§ PROBLEM DESCRIPTION:
Without changing a word, copy every line of the listing below and leave out the images.

§ DATA EXTRACTS:
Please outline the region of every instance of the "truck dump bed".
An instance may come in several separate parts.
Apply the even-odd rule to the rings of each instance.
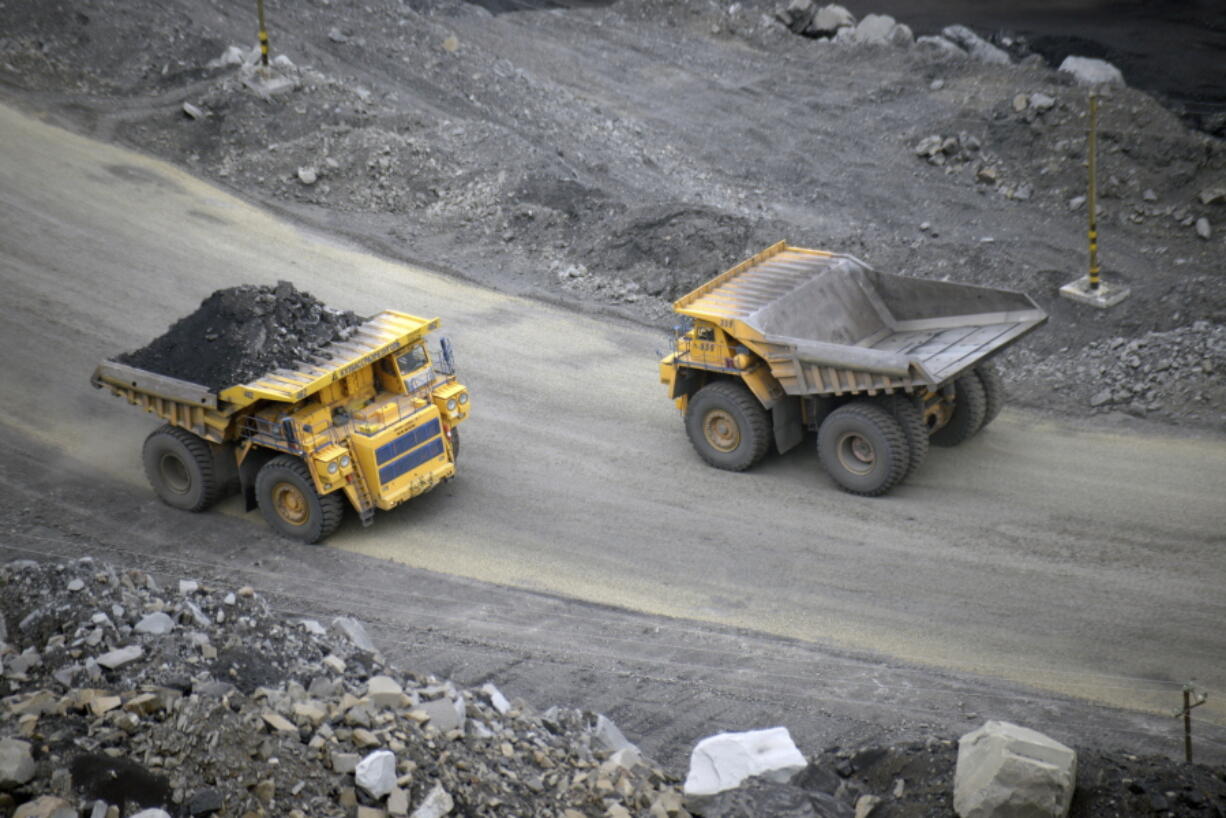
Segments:
[[[674,309],[761,355],[794,395],[935,388],[1047,320],[1022,293],[880,273],[785,242]]]
[[[276,369],[218,392],[114,361],[99,364],[90,382],[170,424],[221,443],[234,436],[230,419],[240,410],[260,400],[296,403],[437,326],[438,319],[384,310],[359,325],[347,340],[322,347],[318,357],[326,363]]]

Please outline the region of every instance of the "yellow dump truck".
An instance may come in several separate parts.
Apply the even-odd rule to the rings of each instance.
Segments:
[[[816,430],[854,494],[881,495],[929,442],[975,435],[1004,399],[993,355],[1047,320],[1026,295],[871,269],[780,242],[674,305],[660,380],[694,448],[740,471]]]
[[[340,524],[346,500],[370,525],[455,474],[468,390],[451,346],[427,348],[438,319],[385,310],[317,361],[211,391],[113,361],[94,386],[162,418],[144,466],[171,506],[202,511],[235,488],[250,511],[313,543]]]

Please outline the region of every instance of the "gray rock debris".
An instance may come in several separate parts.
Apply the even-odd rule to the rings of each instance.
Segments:
[[[443,818],[454,806],[455,802],[443,785],[435,784],[410,818]]]
[[[947,40],[944,37],[940,37],[940,36],[933,35],[933,34],[925,34],[922,37],[917,37],[915,39],[915,44],[916,46],[920,48],[927,48],[932,51],[936,51],[941,54],[946,54],[951,57],[965,58],[967,56],[966,52],[963,51],[961,48],[959,48],[957,43],[954,43],[952,40]],[[945,84],[944,82],[941,83],[941,85],[944,85],[944,84]],[[933,90],[936,90],[936,89],[933,89]]]
[[[34,777],[30,744],[20,739],[0,739],[0,790],[11,790]]]
[[[1065,57],[1060,68],[1065,74],[1071,74],[1079,85],[1123,85],[1124,75],[1106,60],[1092,57]]]
[[[351,616],[338,616],[332,620],[332,630],[348,639],[354,647],[367,653],[375,653],[375,643],[361,622]]]
[[[973,59],[995,65],[1009,65],[1009,55],[971,31],[966,26],[946,26],[941,34],[970,54]]]
[[[856,15],[838,5],[822,6],[813,16],[809,32],[821,36],[837,34],[841,28],[850,28],[856,24]]]
[[[150,636],[165,636],[175,629],[175,622],[162,611],[154,611],[137,622],[133,630]]]
[[[1034,108],[1039,113],[1046,113],[1056,107],[1056,98],[1048,96],[1044,93],[1035,93],[1030,95],[1030,107]]]
[[[1196,235],[1200,236],[1205,241],[1213,238],[1213,228],[1209,226],[1209,220],[1201,216],[1196,220]]]
[[[592,738],[596,742],[597,746],[608,750],[609,752],[617,752],[618,750],[625,749],[638,749],[638,747],[631,743],[625,737],[625,735],[622,734],[622,731],[618,729],[616,724],[613,723],[613,720],[604,714],[596,717],[596,729],[593,731]]]
[[[814,0],[791,0],[776,10],[775,17],[795,34],[806,37],[833,37],[856,24],[856,17],[839,5],[818,8]]]
[[[129,662],[135,662],[145,655],[145,649],[140,645],[128,645],[126,648],[108,651],[98,657],[98,664],[108,670],[123,667]]]

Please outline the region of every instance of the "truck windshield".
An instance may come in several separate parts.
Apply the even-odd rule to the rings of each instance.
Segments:
[[[405,350],[396,358],[396,365],[400,367],[401,375],[409,375],[416,372],[426,364],[430,363],[426,357],[426,345],[418,344],[415,347]]]

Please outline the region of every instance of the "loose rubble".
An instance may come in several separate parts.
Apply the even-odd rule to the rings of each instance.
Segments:
[[[288,281],[242,285],[206,298],[165,334],[116,360],[213,391],[246,383],[278,368],[317,363],[361,319],[331,309]]]
[[[1198,284],[1192,279],[1185,286]],[[1137,338],[1117,335],[1064,350],[1058,361],[1024,349],[1011,351],[1009,360],[1002,368],[1007,381],[1067,388],[1083,410],[1224,428],[1226,327],[1220,325],[1196,321]],[[1012,397],[1027,398],[1017,391]]]
[[[192,590],[168,591],[142,571],[88,557],[0,566],[0,815],[98,818],[126,806],[146,818],[853,818],[954,809],[952,739],[803,754],[786,728],[696,736],[698,762],[683,789],[680,775],[605,716],[538,711],[493,682],[461,688],[402,670],[356,620],[325,628],[286,618],[251,588],[180,587]],[[138,630],[155,614],[175,627]],[[102,661],[125,650],[135,658]],[[1226,810],[1226,770],[1078,751],[1076,781],[1076,818]]]

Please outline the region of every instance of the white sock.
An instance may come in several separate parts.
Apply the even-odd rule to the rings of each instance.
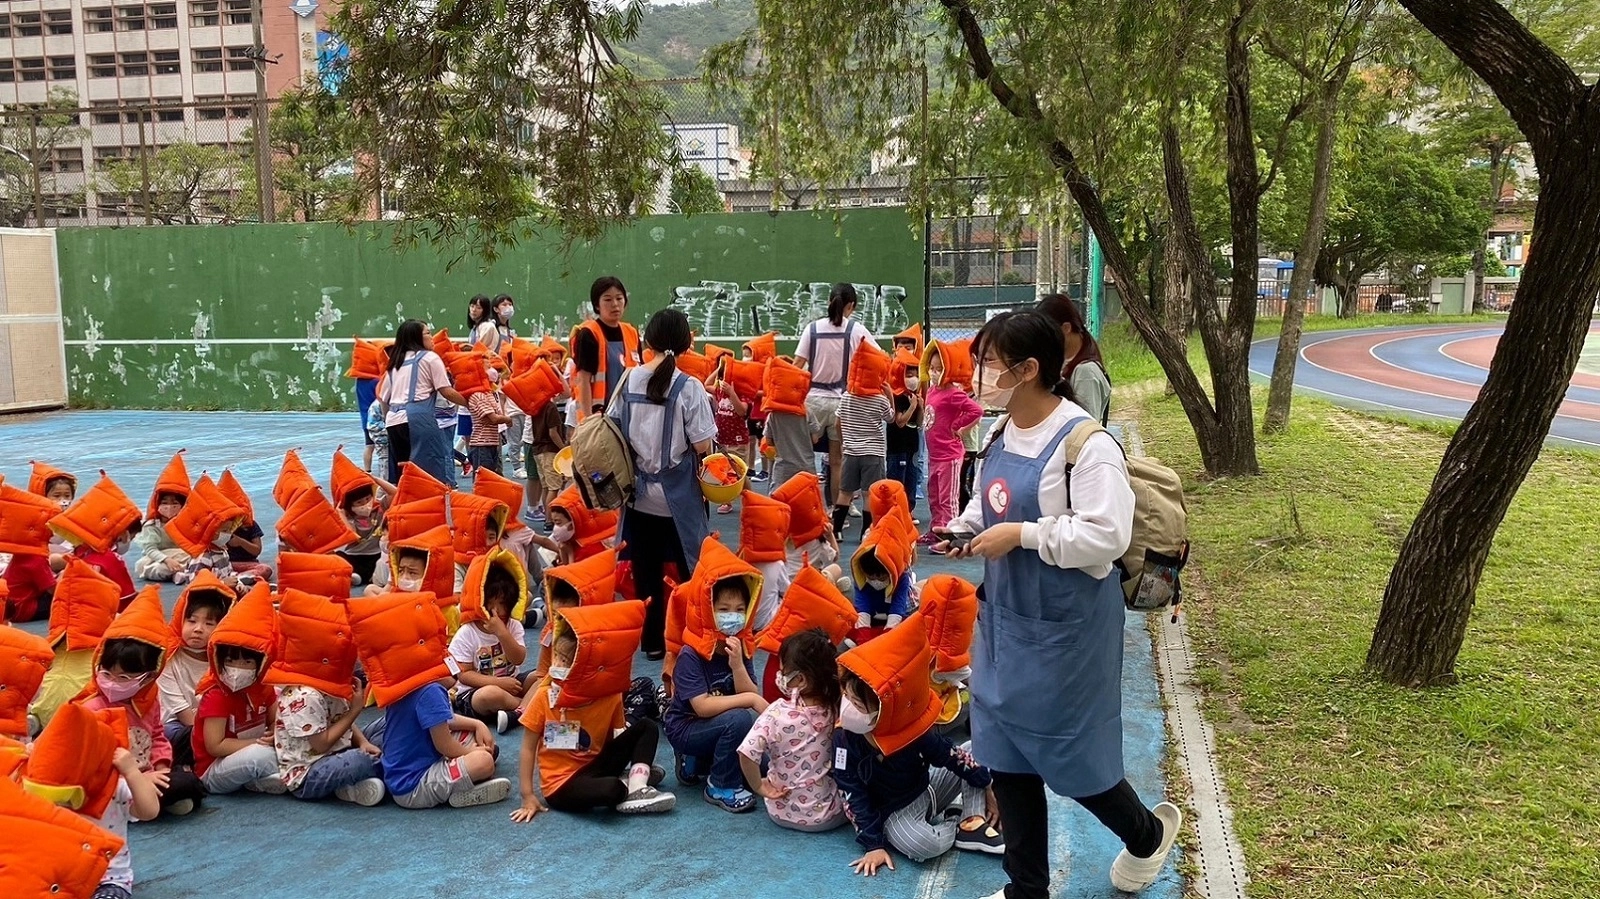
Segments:
[[[650,785],[650,766],[644,762],[635,764],[628,769],[628,792],[637,793]]]

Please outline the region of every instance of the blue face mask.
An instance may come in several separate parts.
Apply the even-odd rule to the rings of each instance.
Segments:
[[[718,612],[717,630],[729,637],[744,630],[744,613]]]

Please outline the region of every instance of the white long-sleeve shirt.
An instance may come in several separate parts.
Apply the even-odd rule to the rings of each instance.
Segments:
[[[1019,428],[1006,419],[1005,448],[1009,453],[1037,457],[1056,433],[1074,418],[1088,415],[1076,403],[1062,400],[1044,421]],[[999,426],[998,423],[995,425]],[[990,428],[984,445],[994,436]],[[950,522],[956,532],[983,532],[983,462],[978,463],[975,489],[967,508]],[[1111,573],[1111,563],[1122,558],[1133,539],[1133,488],[1128,485],[1127,462],[1110,434],[1095,434],[1084,442],[1072,467],[1071,493],[1067,486],[1067,445],[1062,441],[1045,463],[1039,477],[1037,521],[1022,525],[1022,545],[1058,568],[1079,568],[1090,577]]]

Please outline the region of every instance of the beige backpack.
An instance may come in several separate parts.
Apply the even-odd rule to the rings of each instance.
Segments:
[[[616,395],[623,389],[619,384]],[[633,499],[633,471],[633,447],[611,416],[594,412],[578,422],[572,431],[572,480],[585,506],[608,511],[627,505]]]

§ RESPONSE AREA:
Please outline the region of every instance of the "truck dump bed".
An instance may come in several separate parts.
Apply the even-odd rule to the rings of each instance.
Segments:
[[[674,309],[761,355],[794,395],[935,388],[1047,320],[1022,293],[880,273],[785,242]]]
[[[276,369],[218,392],[114,361],[99,364],[90,382],[170,424],[221,443],[234,436],[230,419],[240,410],[260,400],[296,403],[437,326],[438,319],[384,310],[359,325],[347,340],[322,347],[318,357],[326,363]]]

Please outline the region of every instance of the "yellow dump truck".
An instance may come in several separate parts.
Apply the even-odd rule to the rings of each instance.
Segments:
[[[816,430],[854,494],[881,495],[929,442],[975,435],[1004,399],[993,355],[1047,320],[1026,295],[871,269],[780,242],[674,305],[660,380],[694,448],[740,471]]]
[[[340,524],[346,500],[370,525],[455,474],[468,390],[451,346],[427,348],[438,319],[385,310],[317,361],[211,391],[113,361],[94,386],[162,418],[144,466],[171,506],[202,511],[235,488],[250,511],[313,543]]]

Please outline the region of every instance of the "gray rock debris".
An instance may come in several separate parts.
Apply the even-odd rule to the rings of each instance.
Segments:
[[[443,818],[454,806],[455,802],[443,785],[435,784],[410,818]]]
[[[947,40],[944,37],[940,37],[940,36],[933,35],[933,34],[925,34],[922,37],[917,37],[915,39],[915,44],[916,46],[920,48],[927,48],[932,51],[936,51],[941,54],[946,54],[951,57],[965,58],[967,56],[966,52],[963,51],[961,48],[959,48],[957,43],[954,43],[952,40]],[[945,84],[944,82],[941,83],[941,85],[944,85],[944,84]],[[933,90],[936,90],[936,89],[933,89]]]
[[[34,777],[30,744],[20,739],[0,739],[0,790],[11,790]]]
[[[1065,57],[1060,68],[1065,74],[1071,74],[1079,85],[1123,85],[1124,75],[1106,60],[1092,57]]]
[[[351,616],[338,616],[332,620],[332,630],[348,639],[354,647],[367,653],[375,653],[375,643],[361,622]]]
[[[973,59],[995,65],[1009,65],[1009,55],[971,31],[966,26],[946,26],[941,34],[970,54]]]
[[[856,15],[838,5],[822,6],[813,16],[809,32],[821,36],[837,34],[841,28],[850,28],[856,24]]]
[[[150,636],[165,636],[175,629],[175,622],[162,611],[154,611],[137,622],[133,630]]]
[[[1034,108],[1039,113],[1046,113],[1056,107],[1056,98],[1048,96],[1044,93],[1035,93],[1030,95],[1030,107]]]
[[[1196,235],[1200,236],[1205,241],[1213,238],[1213,228],[1209,226],[1209,220],[1201,216],[1196,220]]]
[[[592,738],[596,742],[597,746],[608,750],[609,752],[617,752],[618,750],[625,749],[638,749],[638,747],[631,743],[625,737],[625,735],[622,734],[622,731],[618,729],[616,724],[613,723],[613,720],[604,714],[596,717],[596,729],[593,731]]]
[[[814,0],[791,0],[776,10],[775,17],[795,34],[806,37],[833,37],[856,24],[856,17],[839,5],[818,8]]]
[[[129,662],[135,662],[145,655],[145,649],[140,645],[128,645],[126,648],[108,651],[98,657],[98,664],[108,670],[123,667]]]

Please outline the region of every instance of the "truck windshield".
An instance may come in several separate parts.
Apply the even-odd rule to the rings of each instance.
Segments:
[[[405,350],[396,358],[396,365],[400,367],[401,375],[409,375],[416,372],[426,364],[430,363],[426,357],[426,345],[418,344],[415,347]]]

Please outline the region of every instance of the "loose rubble".
An instance may come in several separate parts.
Apply the even-odd rule to the rings of each instance.
Segments:
[[[288,281],[242,285],[206,298],[165,334],[116,360],[213,391],[246,383],[278,368],[317,363],[361,319],[331,309]]]
[[[1198,284],[1192,279],[1185,286]],[[1137,338],[1117,335],[1064,350],[1058,361],[1024,349],[1011,351],[1009,360],[1002,368],[1007,381],[1067,388],[1083,410],[1224,428],[1226,327],[1220,325],[1196,321]],[[1012,397],[1027,398],[1017,391]]]
[[[192,590],[168,591],[142,571],[88,557],[0,566],[0,815],[98,818],[126,806],[146,818],[853,818],[954,809],[952,739],[803,754],[786,728],[696,736],[698,762],[683,789],[680,775],[605,716],[538,711],[493,682],[461,688],[402,670],[356,620],[325,628],[286,618],[251,588],[180,587]],[[138,630],[155,614],[175,627]],[[102,661],[125,650],[135,658]],[[1226,810],[1226,770],[1078,751],[1076,781],[1076,818]]]

Please outline the region of every instance of the white sock.
An instance may come in several separate parts.
Apply the even-odd rule to the rings of each instance.
Segments:
[[[650,785],[650,766],[644,762],[635,764],[628,769],[628,792],[637,793]]]

Please outline the region of every instance of the blue face mask.
An instance may come in several separate parts.
Apply the even-odd rule to the rings of each instance.
Segments:
[[[718,612],[717,630],[729,637],[744,630],[744,613]]]

Please outline the region of every instance of the white long-sleeve shirt.
An instance may come in several separate parts.
Apply the even-odd rule to the rings of each instance.
Segments:
[[[1019,428],[1006,419],[1005,448],[1009,453],[1037,457],[1056,433],[1074,418],[1088,415],[1076,403],[1062,400],[1044,421]],[[999,426],[998,423],[995,425]],[[990,428],[984,445],[994,436]],[[950,522],[956,532],[983,532],[983,462],[978,463],[975,489],[967,508]],[[1111,573],[1111,563],[1122,558],[1133,539],[1133,488],[1128,485],[1127,462],[1110,434],[1095,434],[1084,442],[1072,467],[1071,493],[1067,486],[1067,445],[1062,441],[1045,463],[1039,477],[1037,521],[1022,525],[1022,545],[1058,568],[1079,568],[1090,577]]]

Please outline the region of every instance of the beige backpack.
An instance may come in several separate parts.
Apply the even-odd rule to the rings of each instance.
Segments:
[[[616,395],[623,389],[619,384]],[[633,499],[633,471],[633,447],[611,416],[594,412],[578,422],[572,431],[572,480],[585,506],[608,511],[627,505]]]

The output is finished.